Data excerpts:
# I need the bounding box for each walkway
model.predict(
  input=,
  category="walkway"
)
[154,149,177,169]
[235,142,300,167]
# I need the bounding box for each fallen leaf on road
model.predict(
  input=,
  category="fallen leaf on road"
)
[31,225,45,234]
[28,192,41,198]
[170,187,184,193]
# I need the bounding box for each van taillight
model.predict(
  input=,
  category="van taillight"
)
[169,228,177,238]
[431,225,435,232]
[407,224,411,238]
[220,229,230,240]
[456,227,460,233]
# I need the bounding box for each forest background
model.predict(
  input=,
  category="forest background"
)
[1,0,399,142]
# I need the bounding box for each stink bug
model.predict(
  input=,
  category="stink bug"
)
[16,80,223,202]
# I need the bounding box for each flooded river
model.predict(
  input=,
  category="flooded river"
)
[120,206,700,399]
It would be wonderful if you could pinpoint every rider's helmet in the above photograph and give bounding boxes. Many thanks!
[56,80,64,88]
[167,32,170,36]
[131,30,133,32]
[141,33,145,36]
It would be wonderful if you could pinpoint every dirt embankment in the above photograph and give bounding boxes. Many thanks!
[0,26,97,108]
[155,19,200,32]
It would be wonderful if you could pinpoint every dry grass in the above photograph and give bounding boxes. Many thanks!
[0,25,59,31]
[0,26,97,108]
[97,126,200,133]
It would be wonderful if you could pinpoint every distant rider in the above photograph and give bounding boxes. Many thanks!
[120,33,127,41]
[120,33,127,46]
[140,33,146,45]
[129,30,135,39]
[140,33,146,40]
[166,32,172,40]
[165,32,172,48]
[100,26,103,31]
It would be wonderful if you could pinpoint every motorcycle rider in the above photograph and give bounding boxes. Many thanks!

Exercise goal:
Extract the complete listing verbatim.

Problem solution:
# I need the bounding box for each walkway
model.predict(
  input=,
  category="walkway"
)
[154,149,177,169]
[235,142,300,167]
# I need the bounding box for each fallen leaf on road
model.predict(
  input=,
  category="fallen leaf on road"
)
[31,225,45,234]
[28,192,41,198]
[170,187,184,193]
# I need the bounding box for each van taillight
model.predict(
  input=,
  category="van taillight"
)
[169,228,177,238]
[431,225,435,232]
[407,224,411,238]
[220,229,230,240]
[456,227,460,233]
# I need the bounding box for each forest background
model.predict(
  input=,
  category="forest background"
)
[1,0,399,142]
# I need the bounding box for each stink bug
model.predict(
  input=,
  category="stink bug"
)
[16,80,223,202]
# I need the bounding box for each flooded river
model.predict(
  input=,
  category="flooded river"
)
[120,206,700,399]
It would be wonderful if you could pinpoint every rider's helmet in the above photograph and give bounding boxes. Many thanks!
[56,80,64,88]
[167,32,170,36]
[131,30,133,32]
[141,33,145,36]
It would be wonderful if you could pinpoint every dirt embankment in the above photograph and give bounding boxes. Many thanks!
[0,26,97,108]
[155,19,200,32]
It would be wonderful if you could pinpoint every dry grass in the above photograph and give bounding boxes. Many thanks!
[0,25,59,31]
[0,26,97,108]
[97,126,200,133]
It would be wonderful if you could pinpoint every distant rider in the above photograph and give bounding boxes. Many thanks!
[120,33,127,41]
[120,33,127,46]
[140,33,146,45]
[129,30,135,39]
[140,33,146,40]
[166,32,172,40]
[165,32,172,48]
[100,26,103,31]
It would be wonderful if you could pinpoint every motorcycle rider in the above photograph and give bounding boxes. Many thanks!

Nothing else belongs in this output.